Excerpted text:
·····
To provide a safe, comfortable environment for women and children seeking shelter and connect them with resources to help change their lives.
History of Brooks House
Before his untimely death, Brooks Franklin, a reporter for the Lebanon Democrat, researched the homeless population in Wilson County and wrote several award winning articles on the subject. These feature stories made the community aware of the size and plight of the homeless population and especially the need for temporary shelter for women and children in our local area.
It became the mission of a diverse group to create a shelter in Wilson County to help this segment of our population. Out of this mission a new non-profit corporation, Community Homeless Outreach and Support Inc. was formed. Doing business as Brooks House, in honor of Brooks Franklin, this group purchased and renovated a property on Virginia Avenue.
In March of 2007, the Board of Directors named Liz Reese as the first Director of Brooks House. Liz’s knowledge of available resources in the community and her diverse work experience at Tenn Care, Tenant Healthcare, and Walmart made her the unanimous candidate for this position.
·····
Information supplied:
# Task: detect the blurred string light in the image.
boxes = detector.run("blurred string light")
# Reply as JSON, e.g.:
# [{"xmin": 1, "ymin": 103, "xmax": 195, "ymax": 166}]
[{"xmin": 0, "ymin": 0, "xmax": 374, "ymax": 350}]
·····
Work order: Continue the text about the Brooks House shelter, picking up after its final sentence.

Your response:
Liz has served on several community boards, including:
Board of Director of Habitat of Wilson County 2008-2013
Board of Directors for Lebanon Housing Authority 2008-Present
Board of Trustee University Medical Center 2014-Present
Member of Leadership Wilson Class of 2008
Liz has been acknowledged in our community with awards including:
- The Resilience Award from TN Workforce for her work with Hurricane Katrina victims
- 2008 Humanitarian Award for Wilson County Civic League
- Governor’s Volunteer Award for Wilson County
- Honored by the Red Cross for her work through Hurricane Katrina & Gusta
- Commended by the Wilson County Commissioner for her dedication to the community and citizens of Wilson County
With the compassion of Christ in her heart for others, Liz has been making a difference for women and children at Brooks House for many years. Liz Reese is fulfilling her dream of operating a homeless shelter. She has successfully provided housing and resources to women and children seeking a “hand up” not a “hand out.”